>>>

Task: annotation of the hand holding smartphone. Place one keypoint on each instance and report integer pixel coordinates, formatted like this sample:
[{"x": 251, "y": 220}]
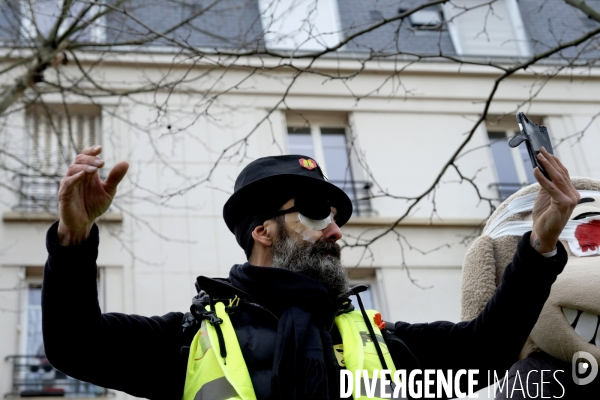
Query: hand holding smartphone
[{"x": 535, "y": 137}]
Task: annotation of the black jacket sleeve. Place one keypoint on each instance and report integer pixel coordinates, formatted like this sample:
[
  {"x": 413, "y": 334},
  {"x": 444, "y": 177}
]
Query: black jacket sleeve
[
  {"x": 494, "y": 339},
  {"x": 131, "y": 353}
]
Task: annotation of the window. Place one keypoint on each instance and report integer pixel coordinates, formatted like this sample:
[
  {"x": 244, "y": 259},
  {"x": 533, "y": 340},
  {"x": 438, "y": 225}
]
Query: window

<<<

What are the lines of the data above that include the string "window"? Copy them.

Task: annotation of the window. Place one keypoint on each instance and report integer pixel coordinates, formatted like this sample:
Query: window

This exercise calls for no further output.